Exactly as they stand, give the records below again, with no images.

- [Source records]
☆ ☆ ☆ ☆ ☆ ☆ ☆
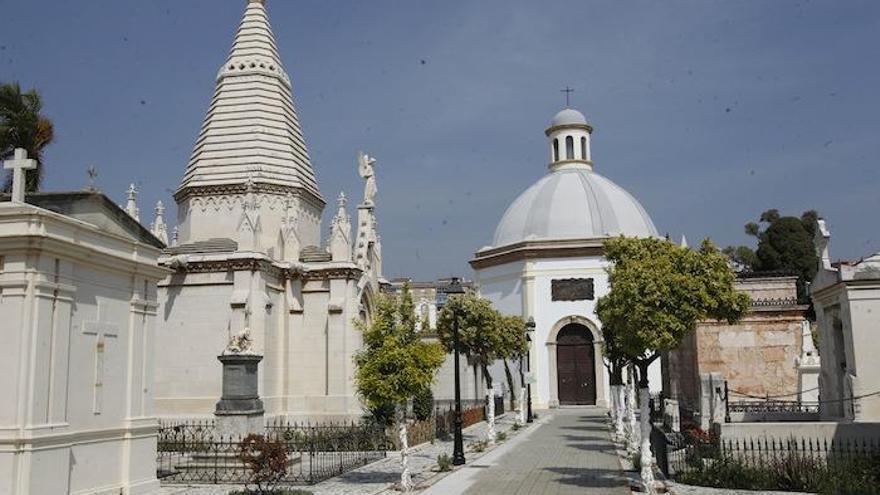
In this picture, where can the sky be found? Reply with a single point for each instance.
(708, 112)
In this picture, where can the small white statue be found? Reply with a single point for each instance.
(239, 343)
(366, 165)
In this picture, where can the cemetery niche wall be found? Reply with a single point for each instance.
(78, 304)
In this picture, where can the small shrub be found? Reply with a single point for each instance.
(266, 459)
(423, 404)
(636, 460)
(479, 446)
(444, 463)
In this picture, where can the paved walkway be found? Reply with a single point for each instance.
(570, 453)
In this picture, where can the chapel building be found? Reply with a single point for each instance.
(546, 262)
(248, 256)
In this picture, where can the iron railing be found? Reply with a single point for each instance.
☆ ☆ ☆ ☆ ☆ ☆ ☆
- [Answer box]
In this picture, where can the sky be found? Reply with a single point for each instance.
(708, 112)
In this picture, where can the small white statue be found? Reply with a single point for each instance.
(239, 343)
(366, 165)
In this picture, where can the cemetery niche wall be found? Reply with a single point for each instance.
(78, 304)
In this picture, where can the small shrub be found? Reply with a single point for each instance.
(266, 459)
(423, 404)
(636, 460)
(479, 446)
(444, 463)
In this picture, where can the paved walkway be found? Reply with a single point for each instance.
(570, 453)
In this picture, where can the chapel building be found? Reply with a single point for each instance.
(546, 262)
(248, 256)
In this picture, where can the iron railing be found? Reply with a single point for each instance.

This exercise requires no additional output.